What you are asked to do. Copy every item below word for word, omitting the pictures.

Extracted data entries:
· · · · · · ·

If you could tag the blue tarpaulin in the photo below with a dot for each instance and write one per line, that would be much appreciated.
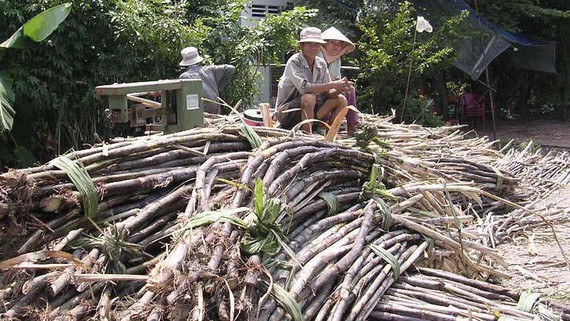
(475, 55)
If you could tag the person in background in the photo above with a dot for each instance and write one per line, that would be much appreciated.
(306, 91)
(337, 45)
(214, 77)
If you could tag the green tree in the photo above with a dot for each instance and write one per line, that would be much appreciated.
(391, 54)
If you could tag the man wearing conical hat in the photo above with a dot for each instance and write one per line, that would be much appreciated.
(305, 90)
(214, 78)
(337, 46)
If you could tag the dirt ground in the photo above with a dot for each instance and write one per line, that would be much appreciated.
(536, 261)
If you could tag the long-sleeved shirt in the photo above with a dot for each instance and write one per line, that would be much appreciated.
(214, 79)
(297, 78)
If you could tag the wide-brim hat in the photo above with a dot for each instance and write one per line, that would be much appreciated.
(333, 33)
(190, 56)
(311, 34)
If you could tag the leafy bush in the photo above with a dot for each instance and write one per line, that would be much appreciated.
(393, 52)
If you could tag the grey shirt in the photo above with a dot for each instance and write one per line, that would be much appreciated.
(297, 78)
(214, 79)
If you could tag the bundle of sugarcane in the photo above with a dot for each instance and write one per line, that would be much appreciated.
(541, 172)
(198, 225)
(428, 294)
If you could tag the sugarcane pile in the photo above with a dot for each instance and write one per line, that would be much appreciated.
(232, 223)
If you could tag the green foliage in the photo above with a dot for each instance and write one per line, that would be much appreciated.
(108, 41)
(36, 29)
(248, 48)
(394, 51)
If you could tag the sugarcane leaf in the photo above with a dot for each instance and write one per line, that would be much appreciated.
(500, 178)
(306, 121)
(527, 301)
(40, 255)
(42, 25)
(234, 184)
(258, 197)
(252, 137)
(16, 40)
(388, 220)
(6, 99)
(331, 200)
(285, 300)
(83, 183)
(224, 215)
(388, 257)
(286, 248)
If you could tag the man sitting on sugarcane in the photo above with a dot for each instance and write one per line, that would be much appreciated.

· · · · · · ·

Correct output.
If you could tag the blue tarpaulin in the photo below with a dot for each instance and write one per line, that would be much appreciated.
(475, 55)
If you could tag the person in background in the photo above with a dot for each instance and write one per line, that would be much appreciated.
(306, 91)
(337, 45)
(214, 77)
If you could tag the green tree in the photo above with a dot for each instance and write one per line, that would be much appreciated.
(391, 54)
If you could tag the man wearing conical hat in the photo above with a dot for each instance and write one per line, that would be much appreciated.
(305, 90)
(214, 78)
(337, 46)
If you could tag the dirt ground in the photo above with a dot for each instance and write one per line, that would be much appreciated.
(536, 261)
If you could tag the long-sleeved shirt in the photo above with a dot for each instance and write one per line, that would be much appreciated.
(214, 79)
(297, 78)
If you could tag the wide-brim hat in the photo above with a dot for each instance and write one per line, that would be much appreciated.
(333, 33)
(190, 56)
(311, 34)
If you could tag the leafy bush in the photo above with a dot for each instance and write one per line, that would be much appreciated.
(393, 52)
If you could tag the grey shirt in the photo above with a dot for each instance and write one per line, that would be much appreciated.
(297, 78)
(214, 79)
If you could tag the bundle of sugarcane in the photo above with a dot for each instance and write one per line, that would be much appreciated.
(541, 172)
(198, 225)
(428, 294)
If you could tag the sugarcane pile in the photo above with a dot for each instance and write one per line, that would be much appreciated.
(232, 223)
If you could tag the green foliage in the photo above with a dot for each instance and write one per line, that would be much appreciated.
(108, 41)
(36, 29)
(248, 48)
(394, 51)
If you could tag the sugarcane leaf in the photo above with a dot for each instance and write one per line, that would be much appreciated.
(500, 178)
(306, 121)
(527, 301)
(40, 255)
(42, 25)
(234, 184)
(258, 197)
(252, 137)
(16, 40)
(388, 220)
(6, 99)
(331, 200)
(285, 300)
(83, 183)
(224, 215)
(388, 257)
(286, 248)
If you could tag the man sitting on sugarcane in the photo above with a dot for each instance and write one per line, that would be much appreciated.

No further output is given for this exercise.